Requirements:
Take the line that contains "Target: navy dress white uniform" as the first line and the final line of the records as the last; return exactly those lines and the lines between.

Dataset excerpts on object pointing:
┄┄┄┄┄┄┄┄┄┄┄┄┄┄┄┄┄┄┄┄

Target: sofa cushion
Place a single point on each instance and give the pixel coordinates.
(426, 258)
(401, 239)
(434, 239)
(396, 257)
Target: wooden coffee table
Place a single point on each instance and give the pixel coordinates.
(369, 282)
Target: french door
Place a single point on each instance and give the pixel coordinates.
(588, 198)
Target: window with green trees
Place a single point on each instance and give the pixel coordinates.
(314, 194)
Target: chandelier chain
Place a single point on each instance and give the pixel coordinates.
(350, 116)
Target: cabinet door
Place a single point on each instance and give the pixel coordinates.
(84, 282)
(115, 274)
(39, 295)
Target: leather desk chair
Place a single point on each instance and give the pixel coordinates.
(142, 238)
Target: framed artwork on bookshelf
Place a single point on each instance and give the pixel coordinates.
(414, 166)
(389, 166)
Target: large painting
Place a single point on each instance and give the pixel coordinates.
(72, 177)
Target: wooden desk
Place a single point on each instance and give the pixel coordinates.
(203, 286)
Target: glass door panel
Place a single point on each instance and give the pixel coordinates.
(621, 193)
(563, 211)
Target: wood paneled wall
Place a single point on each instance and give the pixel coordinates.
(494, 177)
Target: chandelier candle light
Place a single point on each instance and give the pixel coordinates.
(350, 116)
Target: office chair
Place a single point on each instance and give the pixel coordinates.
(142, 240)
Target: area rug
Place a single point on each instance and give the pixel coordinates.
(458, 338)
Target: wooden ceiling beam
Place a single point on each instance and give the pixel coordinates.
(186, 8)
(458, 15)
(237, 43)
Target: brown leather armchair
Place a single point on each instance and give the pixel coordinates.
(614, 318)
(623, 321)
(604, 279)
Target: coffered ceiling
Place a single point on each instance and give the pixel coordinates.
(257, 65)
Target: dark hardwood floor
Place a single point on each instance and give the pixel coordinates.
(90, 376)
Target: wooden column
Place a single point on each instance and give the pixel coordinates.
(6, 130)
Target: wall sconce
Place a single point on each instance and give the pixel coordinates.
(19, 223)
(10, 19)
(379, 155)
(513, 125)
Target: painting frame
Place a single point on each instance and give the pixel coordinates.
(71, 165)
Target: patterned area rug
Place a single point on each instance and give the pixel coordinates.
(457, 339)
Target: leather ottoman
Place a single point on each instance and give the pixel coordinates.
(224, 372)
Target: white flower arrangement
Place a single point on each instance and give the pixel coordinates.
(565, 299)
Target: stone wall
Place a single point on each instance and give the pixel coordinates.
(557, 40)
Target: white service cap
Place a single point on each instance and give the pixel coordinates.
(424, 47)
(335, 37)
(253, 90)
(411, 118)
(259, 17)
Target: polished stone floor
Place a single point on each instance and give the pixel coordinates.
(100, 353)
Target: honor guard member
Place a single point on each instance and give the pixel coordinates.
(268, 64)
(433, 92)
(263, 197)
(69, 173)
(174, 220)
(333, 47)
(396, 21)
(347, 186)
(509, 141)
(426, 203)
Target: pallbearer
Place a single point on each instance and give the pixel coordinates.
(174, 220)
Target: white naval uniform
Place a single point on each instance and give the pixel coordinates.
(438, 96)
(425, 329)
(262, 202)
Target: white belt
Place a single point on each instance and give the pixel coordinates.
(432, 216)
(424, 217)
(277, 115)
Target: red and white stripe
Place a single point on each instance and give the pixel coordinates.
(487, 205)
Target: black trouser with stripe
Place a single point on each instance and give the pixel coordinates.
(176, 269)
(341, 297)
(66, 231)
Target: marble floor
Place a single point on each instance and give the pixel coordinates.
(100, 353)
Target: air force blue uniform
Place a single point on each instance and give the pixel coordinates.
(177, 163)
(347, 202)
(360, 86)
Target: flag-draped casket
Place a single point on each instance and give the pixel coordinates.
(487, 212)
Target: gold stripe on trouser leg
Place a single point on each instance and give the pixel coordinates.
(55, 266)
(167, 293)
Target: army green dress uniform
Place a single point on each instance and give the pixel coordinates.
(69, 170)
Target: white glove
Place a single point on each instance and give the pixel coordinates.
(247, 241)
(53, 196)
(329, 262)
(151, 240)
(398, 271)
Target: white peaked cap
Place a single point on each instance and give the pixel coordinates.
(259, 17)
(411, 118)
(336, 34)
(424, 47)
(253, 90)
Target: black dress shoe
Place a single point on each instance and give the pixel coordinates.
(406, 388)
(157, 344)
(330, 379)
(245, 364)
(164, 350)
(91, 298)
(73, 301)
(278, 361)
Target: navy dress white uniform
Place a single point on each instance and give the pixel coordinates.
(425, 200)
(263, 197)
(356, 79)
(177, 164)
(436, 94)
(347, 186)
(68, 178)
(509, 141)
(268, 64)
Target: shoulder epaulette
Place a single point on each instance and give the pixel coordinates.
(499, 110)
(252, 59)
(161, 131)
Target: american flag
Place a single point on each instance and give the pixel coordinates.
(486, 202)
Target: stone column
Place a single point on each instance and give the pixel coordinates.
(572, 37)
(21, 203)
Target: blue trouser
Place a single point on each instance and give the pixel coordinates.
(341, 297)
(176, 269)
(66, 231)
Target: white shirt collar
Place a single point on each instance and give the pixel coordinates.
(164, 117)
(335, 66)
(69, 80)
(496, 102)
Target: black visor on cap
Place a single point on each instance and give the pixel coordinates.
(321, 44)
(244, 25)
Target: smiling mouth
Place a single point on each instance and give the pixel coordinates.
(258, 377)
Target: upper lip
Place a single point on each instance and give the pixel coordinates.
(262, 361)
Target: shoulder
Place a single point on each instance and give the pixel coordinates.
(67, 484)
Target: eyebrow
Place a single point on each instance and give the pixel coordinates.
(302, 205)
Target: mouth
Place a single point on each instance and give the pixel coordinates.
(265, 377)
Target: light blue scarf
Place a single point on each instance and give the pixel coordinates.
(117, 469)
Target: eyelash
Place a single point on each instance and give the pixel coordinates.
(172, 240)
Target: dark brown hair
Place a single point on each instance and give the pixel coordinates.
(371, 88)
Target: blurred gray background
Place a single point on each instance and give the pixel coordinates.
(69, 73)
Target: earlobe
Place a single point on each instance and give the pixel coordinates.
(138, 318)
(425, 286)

┄┄┄┄┄┄┄┄┄┄┄┄┄┄┄┄┄┄┄┄

Output:
Target: navy dress white uniform
Place a single point on each instance and give the pixel coordinates.
(425, 200)
(263, 197)
(356, 79)
(177, 164)
(436, 94)
(347, 186)
(68, 178)
(509, 141)
(268, 64)
Target: shoulder epaulette
Place a single point on each instance and give the pixel coordinates.
(499, 110)
(252, 59)
(161, 131)
Target: american flag
Place a single point on each instance and give the pixel coordinates.
(486, 202)
Target: stone column
Place a single point on each instance and give the pixel coordinates.
(572, 37)
(21, 203)
Target: blue trouser
Place a single point on each instance and give the pixel coordinates.
(341, 297)
(176, 269)
(66, 231)
Target: white shirt collar
Place a single point on each instance and give the pixel coordinates.
(164, 117)
(335, 66)
(69, 80)
(496, 102)
Target: black visor on cap
Place a single point on each instance and give the pixel coordinates.
(321, 44)
(244, 25)
Target: smiling mouth
Place a single point on each instance and give the pixel coordinates.
(258, 377)
Target: upper lip
Place a single point on each instance and give the pixel coordinates.
(262, 361)
Target: shoulder
Place a single point on each instance and give the pixel coordinates.
(67, 484)
Target: eyebrow
Place a single point on each instance and give the pixel coordinates.
(302, 205)
Target: mouth
Place a single point on each instance and give the pixel coordinates.
(265, 377)
Target: light blue scarf
Place a single point on each instance and give the pixel coordinates.
(117, 469)
Target: eyelash
Place a single point on each instance and give the pixel coordinates.
(172, 240)
Target: dark brown hair
Place a single point on each instance and give the pixel coordinates.
(371, 88)
Target: blurred gray background
Place a single point on each instance and give the pixel coordinates.
(69, 73)
Target: earlobe
Place a single point on each instance and give the pixel coordinates.
(138, 318)
(425, 286)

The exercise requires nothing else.